## EXERCISE GOAL
Reproduce the records below; each should match the original exactly.

## Natural-language object grounding data
---+---

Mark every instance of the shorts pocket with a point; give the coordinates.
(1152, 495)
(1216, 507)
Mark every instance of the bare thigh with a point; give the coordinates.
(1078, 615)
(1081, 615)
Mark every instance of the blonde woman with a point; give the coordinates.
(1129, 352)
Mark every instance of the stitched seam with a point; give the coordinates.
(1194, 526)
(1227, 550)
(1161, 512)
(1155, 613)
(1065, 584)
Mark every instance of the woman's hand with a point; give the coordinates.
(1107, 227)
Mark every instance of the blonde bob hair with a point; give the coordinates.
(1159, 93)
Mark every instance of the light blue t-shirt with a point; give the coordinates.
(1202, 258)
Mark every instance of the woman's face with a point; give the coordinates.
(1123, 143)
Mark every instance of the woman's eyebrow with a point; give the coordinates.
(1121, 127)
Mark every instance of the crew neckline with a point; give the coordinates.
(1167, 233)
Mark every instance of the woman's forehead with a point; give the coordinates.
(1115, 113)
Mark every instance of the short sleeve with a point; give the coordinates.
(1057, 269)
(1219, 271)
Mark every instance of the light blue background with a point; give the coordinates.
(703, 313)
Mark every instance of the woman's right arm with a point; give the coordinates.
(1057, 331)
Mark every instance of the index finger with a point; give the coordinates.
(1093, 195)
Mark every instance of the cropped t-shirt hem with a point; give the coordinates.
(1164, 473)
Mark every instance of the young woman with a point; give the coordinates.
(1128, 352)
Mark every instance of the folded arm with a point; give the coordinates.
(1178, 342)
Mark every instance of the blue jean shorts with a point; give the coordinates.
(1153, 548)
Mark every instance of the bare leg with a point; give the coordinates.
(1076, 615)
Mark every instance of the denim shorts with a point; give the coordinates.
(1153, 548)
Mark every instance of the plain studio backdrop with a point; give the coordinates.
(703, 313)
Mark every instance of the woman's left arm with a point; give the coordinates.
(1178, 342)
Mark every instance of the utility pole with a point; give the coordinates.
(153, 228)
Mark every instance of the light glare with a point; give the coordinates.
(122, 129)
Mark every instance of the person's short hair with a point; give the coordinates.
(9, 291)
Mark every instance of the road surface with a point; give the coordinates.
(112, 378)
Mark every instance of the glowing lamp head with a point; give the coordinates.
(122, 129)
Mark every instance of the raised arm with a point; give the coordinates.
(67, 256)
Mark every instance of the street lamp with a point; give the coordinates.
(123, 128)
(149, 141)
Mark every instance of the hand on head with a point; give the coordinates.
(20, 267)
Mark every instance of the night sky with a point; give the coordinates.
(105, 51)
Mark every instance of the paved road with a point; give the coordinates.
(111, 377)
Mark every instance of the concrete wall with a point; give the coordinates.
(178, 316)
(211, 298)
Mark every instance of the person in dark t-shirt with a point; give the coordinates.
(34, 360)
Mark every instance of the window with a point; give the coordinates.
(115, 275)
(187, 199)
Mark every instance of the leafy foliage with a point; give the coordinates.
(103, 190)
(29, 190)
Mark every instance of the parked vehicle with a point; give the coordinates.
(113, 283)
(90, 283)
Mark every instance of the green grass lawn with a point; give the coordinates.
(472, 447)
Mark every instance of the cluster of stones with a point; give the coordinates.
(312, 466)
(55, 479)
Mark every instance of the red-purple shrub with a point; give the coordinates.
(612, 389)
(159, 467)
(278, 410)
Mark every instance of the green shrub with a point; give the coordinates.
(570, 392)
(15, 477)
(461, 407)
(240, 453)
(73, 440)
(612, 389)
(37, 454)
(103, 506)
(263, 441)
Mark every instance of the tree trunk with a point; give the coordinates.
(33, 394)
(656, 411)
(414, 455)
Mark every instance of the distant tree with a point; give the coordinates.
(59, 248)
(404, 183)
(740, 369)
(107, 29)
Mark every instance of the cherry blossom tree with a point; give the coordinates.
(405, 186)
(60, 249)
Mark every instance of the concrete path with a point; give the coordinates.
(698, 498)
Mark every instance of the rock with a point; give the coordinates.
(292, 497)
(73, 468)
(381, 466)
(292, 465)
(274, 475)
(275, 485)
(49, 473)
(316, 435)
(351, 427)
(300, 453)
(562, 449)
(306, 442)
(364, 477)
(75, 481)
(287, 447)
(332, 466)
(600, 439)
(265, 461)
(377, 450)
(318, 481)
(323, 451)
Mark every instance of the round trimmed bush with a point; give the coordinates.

---+---

## YOUR SOLUTION
Mark every instance of the shorts pocket with a point; give the coordinates.
(1152, 495)
(1216, 507)
Mark every instance of the bare thigh with a point; give the coordinates.
(1078, 615)
(1081, 615)
Mark every instance of the blonde woman with a point; give the coordinates.
(1129, 352)
Mark every instance of the stitched seam with a point; give the coordinates.
(1194, 526)
(1227, 550)
(1161, 512)
(1155, 613)
(1065, 584)
Mark every instance of the woman's hand with a point; give the coordinates.
(1107, 227)
Mark every instance of the blonde bob hair with a point; give the coordinates.
(1159, 93)
Mark every instance of the light blue t-shirt with a point; give the coordinates.
(1202, 258)
Mark every instance of the woman's face with a point; give the coordinates.
(1123, 143)
Mark every instance of the woman's eyebrow with a point; give the coordinates.
(1121, 127)
Mark every instance of the crew neckline with a point; give the coordinates.
(1167, 233)
Mark every instance of the woman's forehead with a point; give the coordinates.
(1115, 113)
Mark every instance of the short sleeve with a point; give the coordinates.
(1057, 269)
(1219, 271)
Mark every instance of the light blue background with a point; give the coordinates.
(703, 313)
Mark every instance of the woman's right arm with a point; give the coordinates.
(1057, 331)
Mark every instance of the index finger with a point; give the coordinates.
(1093, 195)
Mark every instance of the cropped t-shirt hem with a point; give the coordinates.
(1164, 473)
Mark every instance of the young woman with a point; give the coordinates.
(1128, 352)
Mark every instance of the folded arm with a point; give the coordinates.
(1178, 342)
Mark every instance of the blue jean shorts with a point; give the coordinates.
(1153, 548)
Mark every instance of the bare leg with a point; give the coordinates.
(1076, 615)
Mark every instance of the denim shorts with a point; give the coordinates.
(1153, 548)
Mark every instance of the plain studio backdrop with a point; give the coordinates.
(703, 313)
Mark every instance of the woman's left arm with a point; give the coordinates.
(1178, 342)
Mark every instance of the utility pole with a point; give the coordinates.
(153, 228)
Mark every instance of the light glare with a point; give the coordinates.
(122, 129)
Mark every instance of the person's short hair with a point; give the coordinates.
(9, 291)
Mark every instance of the road surface with a point; give the coordinates.
(112, 378)
Mark every instance of the glowing lamp head with a point; give the coordinates.
(122, 129)
Mark every instance of the raised arm with a point; give the coordinates.
(67, 256)
Mark every instance of the street lamp with a point; give the coordinates.
(123, 128)
(149, 141)
Mark every instance of the hand on head with a point; give the coordinates.
(20, 267)
Mark every instance of the night sky with a point; give the coordinates.
(105, 51)
Mark every instance of the paved road with a point; give the coordinates.
(111, 377)
Mark every instance of the concrete wall with a point; give the coordinates.
(178, 316)
(211, 298)
Mark every instance of the person in dark t-shirt with a point; give the coordinates.
(34, 360)
Mark every instance of the window with a point; give the coordinates.
(115, 275)
(187, 199)
Mark every instance of the leafy foliage with a point; give the coordinates.
(103, 190)
(29, 190)
Mark every instance of the parked vehicle with a point; give the coordinates.
(113, 283)
(90, 283)
Mark every instance of the green grass lawn with a point; give the coordinates.
(472, 447)
Mark every instance of the cluster of stones with a point; give the coordinates.
(312, 466)
(55, 479)
Mark every instance of the red-purple shrub with a point; give the coordinates.
(612, 389)
(159, 467)
(278, 410)
Mark every instance of the green shrub with a point; give the coordinates.
(570, 392)
(15, 477)
(461, 407)
(240, 453)
(73, 440)
(612, 389)
(37, 454)
(103, 506)
(263, 441)
Mark every instance of the tree trunk with a point; give the coordinates.
(33, 394)
(656, 411)
(414, 455)
Mark every instance of the distant tree with a point; give the coordinates.
(59, 248)
(404, 183)
(740, 369)
(107, 29)
Mark every instance of the cherry blossom tree with a point; give the coordinates.
(405, 186)
(60, 249)
Mark every instance of the concrete path with a point; give the coordinates.
(698, 498)
Mark every instance of the rock with a point; give the coordinates.
(292, 497)
(73, 468)
(381, 466)
(292, 465)
(274, 475)
(275, 485)
(49, 473)
(316, 435)
(351, 427)
(300, 453)
(562, 449)
(306, 442)
(364, 477)
(75, 481)
(287, 447)
(332, 466)
(600, 439)
(265, 461)
(377, 450)
(318, 481)
(323, 451)
Mark every instance of the round trimmed bush with a point; give the coordinates.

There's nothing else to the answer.